Among the entries that follow, find the lines holding "yellow" and say how many there are, with no other words.

» EXERCISE INPUTS:

..........

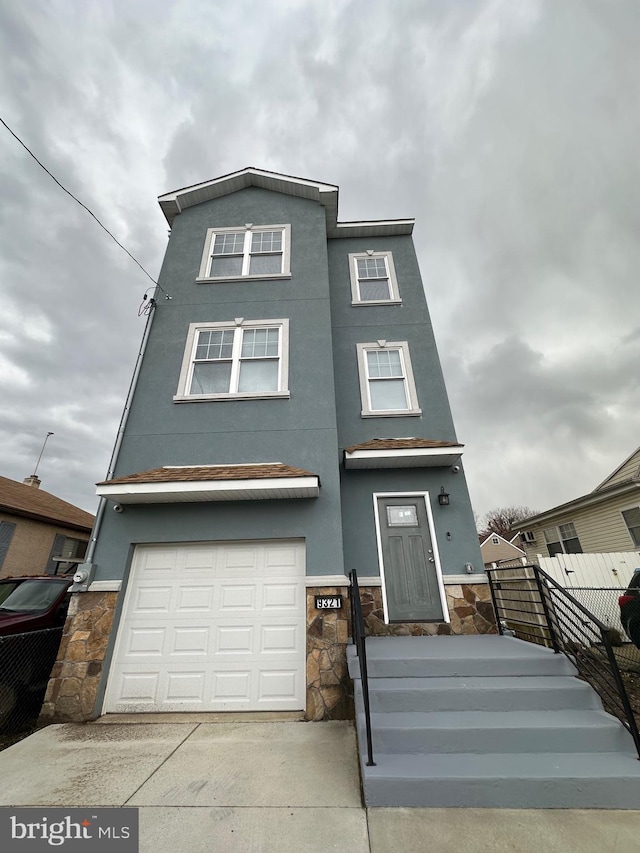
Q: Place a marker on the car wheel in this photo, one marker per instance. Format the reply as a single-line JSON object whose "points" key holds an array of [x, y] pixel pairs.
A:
{"points": [[8, 702], [633, 630]]}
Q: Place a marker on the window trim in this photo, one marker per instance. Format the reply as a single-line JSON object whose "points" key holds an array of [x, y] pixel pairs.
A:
{"points": [[409, 382], [635, 545], [249, 229], [356, 300], [561, 540], [188, 360]]}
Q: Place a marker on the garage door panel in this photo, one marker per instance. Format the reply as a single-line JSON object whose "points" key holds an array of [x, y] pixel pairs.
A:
{"points": [[185, 687], [234, 640], [195, 599], [152, 599], [278, 686], [232, 686], [139, 687], [147, 642], [237, 596], [281, 596], [190, 641], [224, 630], [279, 639]]}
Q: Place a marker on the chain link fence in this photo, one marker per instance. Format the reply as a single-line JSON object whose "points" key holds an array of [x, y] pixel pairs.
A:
{"points": [[26, 661]]}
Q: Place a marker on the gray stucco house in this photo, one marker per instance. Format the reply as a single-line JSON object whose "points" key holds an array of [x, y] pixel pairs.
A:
{"points": [[289, 424]]}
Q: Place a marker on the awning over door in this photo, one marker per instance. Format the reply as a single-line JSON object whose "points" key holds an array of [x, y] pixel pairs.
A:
{"points": [[402, 453]]}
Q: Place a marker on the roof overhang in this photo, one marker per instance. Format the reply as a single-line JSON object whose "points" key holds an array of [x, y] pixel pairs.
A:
{"points": [[326, 194], [195, 491], [174, 203], [414, 457]]}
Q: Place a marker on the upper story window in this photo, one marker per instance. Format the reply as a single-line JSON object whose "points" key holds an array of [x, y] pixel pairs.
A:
{"points": [[244, 360], [247, 252], [373, 279], [562, 540], [387, 387], [632, 520]]}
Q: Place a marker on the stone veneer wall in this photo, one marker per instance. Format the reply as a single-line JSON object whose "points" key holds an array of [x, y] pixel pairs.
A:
{"points": [[72, 690], [73, 686], [470, 611], [329, 692]]}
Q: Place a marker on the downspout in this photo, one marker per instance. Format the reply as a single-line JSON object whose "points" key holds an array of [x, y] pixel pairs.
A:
{"points": [[85, 571]]}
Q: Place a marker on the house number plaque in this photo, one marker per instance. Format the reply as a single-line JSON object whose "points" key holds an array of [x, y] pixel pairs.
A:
{"points": [[328, 602]]}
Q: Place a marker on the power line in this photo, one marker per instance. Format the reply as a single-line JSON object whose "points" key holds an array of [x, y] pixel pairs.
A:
{"points": [[104, 228]]}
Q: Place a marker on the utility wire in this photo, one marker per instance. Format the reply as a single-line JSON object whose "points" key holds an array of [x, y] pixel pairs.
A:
{"points": [[104, 228]]}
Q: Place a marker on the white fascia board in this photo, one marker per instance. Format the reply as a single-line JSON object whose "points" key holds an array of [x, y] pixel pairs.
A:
{"points": [[174, 202], [272, 176], [373, 228], [206, 489], [401, 453]]}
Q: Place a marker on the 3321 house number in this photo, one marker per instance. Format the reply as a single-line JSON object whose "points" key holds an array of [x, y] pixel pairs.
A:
{"points": [[330, 602]]}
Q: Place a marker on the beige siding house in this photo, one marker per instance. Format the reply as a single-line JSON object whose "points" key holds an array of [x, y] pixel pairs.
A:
{"points": [[39, 533], [496, 549], [605, 520]]}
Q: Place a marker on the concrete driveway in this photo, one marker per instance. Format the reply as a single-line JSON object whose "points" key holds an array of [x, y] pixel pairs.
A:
{"points": [[269, 787]]}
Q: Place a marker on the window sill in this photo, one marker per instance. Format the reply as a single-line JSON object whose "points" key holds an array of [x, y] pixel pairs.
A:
{"points": [[364, 304], [225, 278], [208, 398], [391, 413]]}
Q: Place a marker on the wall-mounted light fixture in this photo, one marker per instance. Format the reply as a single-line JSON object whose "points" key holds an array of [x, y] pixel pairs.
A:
{"points": [[443, 497]]}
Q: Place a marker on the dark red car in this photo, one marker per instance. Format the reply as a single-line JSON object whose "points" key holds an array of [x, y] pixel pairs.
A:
{"points": [[630, 609], [33, 603]]}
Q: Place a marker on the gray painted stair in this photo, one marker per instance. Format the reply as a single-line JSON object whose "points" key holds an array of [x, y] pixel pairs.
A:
{"points": [[488, 722]]}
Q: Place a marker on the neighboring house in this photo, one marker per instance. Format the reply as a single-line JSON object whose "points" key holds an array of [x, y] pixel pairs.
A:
{"points": [[605, 520], [39, 533], [289, 424], [497, 549]]}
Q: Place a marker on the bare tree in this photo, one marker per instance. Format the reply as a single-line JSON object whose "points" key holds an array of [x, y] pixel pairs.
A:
{"points": [[504, 520]]}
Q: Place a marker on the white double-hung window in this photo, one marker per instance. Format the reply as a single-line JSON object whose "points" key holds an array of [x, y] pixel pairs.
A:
{"points": [[387, 387], [235, 361], [247, 252], [373, 279]]}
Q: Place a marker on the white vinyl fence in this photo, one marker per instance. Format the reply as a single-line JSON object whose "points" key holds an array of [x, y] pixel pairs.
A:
{"points": [[593, 579], [588, 570]]}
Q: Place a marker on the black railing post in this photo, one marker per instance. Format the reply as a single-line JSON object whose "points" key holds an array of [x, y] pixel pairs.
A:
{"points": [[545, 606], [492, 590], [361, 651], [624, 696], [575, 631]]}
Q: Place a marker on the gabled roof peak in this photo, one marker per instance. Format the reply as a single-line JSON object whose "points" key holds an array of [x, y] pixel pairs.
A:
{"points": [[174, 203]]}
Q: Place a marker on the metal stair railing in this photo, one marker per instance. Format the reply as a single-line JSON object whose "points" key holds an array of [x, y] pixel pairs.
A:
{"points": [[358, 631], [532, 606]]}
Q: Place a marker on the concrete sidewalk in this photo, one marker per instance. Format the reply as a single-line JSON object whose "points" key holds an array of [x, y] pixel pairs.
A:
{"points": [[269, 787]]}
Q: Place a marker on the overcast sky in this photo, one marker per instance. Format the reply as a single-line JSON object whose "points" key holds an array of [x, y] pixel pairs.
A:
{"points": [[508, 128]]}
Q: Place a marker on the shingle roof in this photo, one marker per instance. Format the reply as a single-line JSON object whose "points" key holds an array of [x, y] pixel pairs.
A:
{"points": [[401, 444], [31, 502], [262, 471]]}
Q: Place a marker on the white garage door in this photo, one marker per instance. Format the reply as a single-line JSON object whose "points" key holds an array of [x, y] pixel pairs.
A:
{"points": [[212, 627]]}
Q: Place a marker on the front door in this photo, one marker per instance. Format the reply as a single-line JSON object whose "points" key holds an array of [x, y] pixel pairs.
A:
{"points": [[411, 582]]}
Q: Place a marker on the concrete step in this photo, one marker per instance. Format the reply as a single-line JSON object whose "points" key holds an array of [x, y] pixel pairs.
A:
{"points": [[497, 780], [428, 657], [502, 693], [438, 732], [488, 722]]}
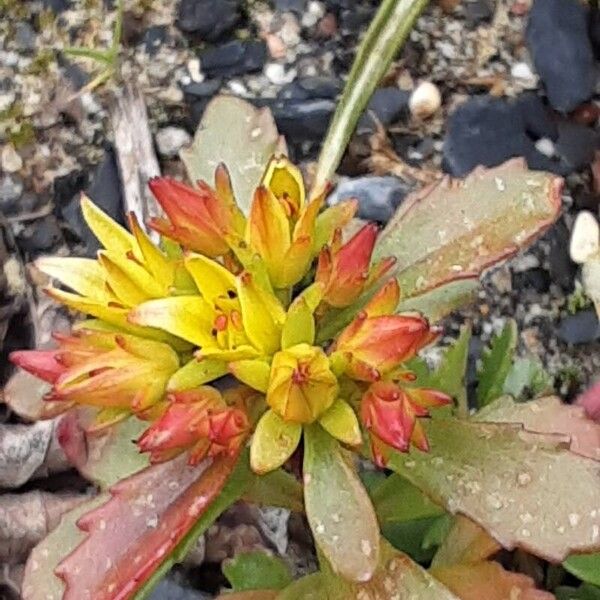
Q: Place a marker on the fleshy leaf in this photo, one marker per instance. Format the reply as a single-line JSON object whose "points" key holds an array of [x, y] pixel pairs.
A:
{"points": [[449, 376], [584, 566], [490, 581], [273, 443], [548, 415], [496, 363], [256, 571], [466, 543], [525, 489], [148, 515], [103, 457], [239, 135], [39, 580], [338, 508], [456, 229]]}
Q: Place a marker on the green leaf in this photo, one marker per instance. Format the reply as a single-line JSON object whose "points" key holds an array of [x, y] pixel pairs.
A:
{"points": [[525, 489], [449, 376], [396, 500], [584, 566], [339, 511], [255, 571], [496, 363], [454, 230], [583, 592], [385, 36], [527, 375], [277, 488], [233, 132], [39, 580]]}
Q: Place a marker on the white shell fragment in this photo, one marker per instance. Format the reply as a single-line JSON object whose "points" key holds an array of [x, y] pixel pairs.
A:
{"points": [[585, 238]]}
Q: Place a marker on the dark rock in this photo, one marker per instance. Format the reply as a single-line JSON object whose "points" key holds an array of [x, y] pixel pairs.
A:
{"points": [[303, 120], [580, 328], [306, 88], [56, 6], [154, 38], [388, 105], [41, 235], [203, 89], [378, 197], [557, 36], [594, 30], [562, 269], [25, 36], [488, 131], [11, 188], [105, 190], [576, 145], [234, 58], [296, 6], [66, 187], [537, 278], [75, 74], [478, 11], [168, 589], [209, 19]]}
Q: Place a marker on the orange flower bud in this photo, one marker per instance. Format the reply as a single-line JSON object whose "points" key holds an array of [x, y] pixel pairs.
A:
{"points": [[196, 420], [344, 269]]}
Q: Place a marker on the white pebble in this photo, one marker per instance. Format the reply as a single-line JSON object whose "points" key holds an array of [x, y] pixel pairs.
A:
{"points": [[425, 100], [170, 140], [585, 238], [11, 160]]}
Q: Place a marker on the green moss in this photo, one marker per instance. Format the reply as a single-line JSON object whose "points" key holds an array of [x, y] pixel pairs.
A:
{"points": [[22, 135], [41, 62]]}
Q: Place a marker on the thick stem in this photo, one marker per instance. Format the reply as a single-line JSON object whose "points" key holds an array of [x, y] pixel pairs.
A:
{"points": [[385, 36]]}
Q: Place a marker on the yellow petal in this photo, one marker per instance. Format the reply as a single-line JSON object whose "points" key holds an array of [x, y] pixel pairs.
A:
{"points": [[188, 317], [83, 275], [136, 273], [156, 262], [299, 325], [273, 443], [262, 315], [340, 421], [284, 179], [268, 231], [331, 219], [254, 373], [212, 279], [195, 373], [128, 293], [110, 234], [107, 417]]}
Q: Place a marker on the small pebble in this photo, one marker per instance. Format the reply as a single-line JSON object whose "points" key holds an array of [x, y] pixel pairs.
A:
{"points": [[425, 100], [11, 160], [170, 140]]}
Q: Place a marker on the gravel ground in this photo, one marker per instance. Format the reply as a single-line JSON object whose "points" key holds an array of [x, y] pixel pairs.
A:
{"points": [[498, 83]]}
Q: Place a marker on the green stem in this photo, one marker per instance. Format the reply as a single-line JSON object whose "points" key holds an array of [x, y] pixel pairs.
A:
{"points": [[385, 36]]}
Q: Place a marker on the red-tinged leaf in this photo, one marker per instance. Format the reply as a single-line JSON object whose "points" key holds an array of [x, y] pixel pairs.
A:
{"points": [[466, 543], [455, 229], [548, 415], [490, 581], [525, 489], [590, 400], [39, 580], [148, 515], [105, 456]]}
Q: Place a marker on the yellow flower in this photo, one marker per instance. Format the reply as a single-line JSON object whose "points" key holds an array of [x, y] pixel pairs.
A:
{"points": [[285, 229]]}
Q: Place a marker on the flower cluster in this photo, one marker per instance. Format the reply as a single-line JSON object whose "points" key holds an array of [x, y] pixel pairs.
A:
{"points": [[225, 294]]}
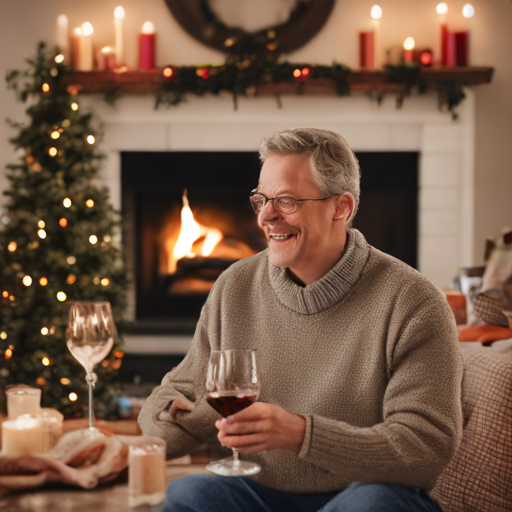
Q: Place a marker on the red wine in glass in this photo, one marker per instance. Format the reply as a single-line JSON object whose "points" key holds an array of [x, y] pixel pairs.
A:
{"points": [[230, 403]]}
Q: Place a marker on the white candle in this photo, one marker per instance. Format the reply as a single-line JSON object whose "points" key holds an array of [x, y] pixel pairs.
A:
{"points": [[62, 36], [118, 28], [377, 53], [86, 53], [22, 436]]}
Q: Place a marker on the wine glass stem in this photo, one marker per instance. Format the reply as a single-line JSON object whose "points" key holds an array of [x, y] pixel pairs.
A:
{"points": [[90, 383], [236, 458]]}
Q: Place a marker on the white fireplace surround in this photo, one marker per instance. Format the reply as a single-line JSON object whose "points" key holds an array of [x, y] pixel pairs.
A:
{"points": [[446, 199]]}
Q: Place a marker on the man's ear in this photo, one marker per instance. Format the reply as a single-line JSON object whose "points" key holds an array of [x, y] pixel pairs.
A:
{"points": [[344, 207]]}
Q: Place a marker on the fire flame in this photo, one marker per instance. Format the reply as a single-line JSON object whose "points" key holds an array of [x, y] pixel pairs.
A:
{"points": [[191, 231]]}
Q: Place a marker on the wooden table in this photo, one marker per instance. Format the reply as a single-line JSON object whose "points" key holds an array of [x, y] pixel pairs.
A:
{"points": [[105, 498]]}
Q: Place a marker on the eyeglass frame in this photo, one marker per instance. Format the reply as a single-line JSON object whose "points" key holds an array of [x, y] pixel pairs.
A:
{"points": [[297, 201]]}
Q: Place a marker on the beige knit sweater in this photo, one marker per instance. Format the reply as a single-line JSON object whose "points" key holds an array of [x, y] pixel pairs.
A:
{"points": [[368, 354]]}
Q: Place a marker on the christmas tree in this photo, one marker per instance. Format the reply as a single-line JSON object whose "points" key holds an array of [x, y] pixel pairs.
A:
{"points": [[57, 243]]}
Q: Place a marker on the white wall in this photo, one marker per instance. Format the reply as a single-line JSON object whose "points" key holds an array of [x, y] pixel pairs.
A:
{"points": [[25, 22]]}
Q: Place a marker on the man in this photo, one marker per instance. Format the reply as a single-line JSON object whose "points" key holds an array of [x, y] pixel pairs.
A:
{"points": [[359, 407]]}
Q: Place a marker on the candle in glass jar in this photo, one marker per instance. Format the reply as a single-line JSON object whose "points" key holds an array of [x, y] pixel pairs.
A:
{"points": [[118, 29], [23, 400], [147, 46], [22, 436]]}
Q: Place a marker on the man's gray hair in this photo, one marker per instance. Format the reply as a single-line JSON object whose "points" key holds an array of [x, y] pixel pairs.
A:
{"points": [[334, 165]]}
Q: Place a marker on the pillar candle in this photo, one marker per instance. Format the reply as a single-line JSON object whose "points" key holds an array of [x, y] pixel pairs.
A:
{"points": [[118, 28], [86, 54], [376, 15], [22, 436], [147, 46], [62, 36], [23, 400]]}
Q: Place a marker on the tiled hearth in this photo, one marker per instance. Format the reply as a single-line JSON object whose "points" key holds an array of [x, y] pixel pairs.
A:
{"points": [[446, 206]]}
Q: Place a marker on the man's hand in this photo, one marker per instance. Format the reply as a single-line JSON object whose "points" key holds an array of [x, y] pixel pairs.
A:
{"points": [[262, 427]]}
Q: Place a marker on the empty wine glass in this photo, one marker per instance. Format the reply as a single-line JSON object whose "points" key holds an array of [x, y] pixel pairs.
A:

..........

» RESPONSE TO THIS TASK:
2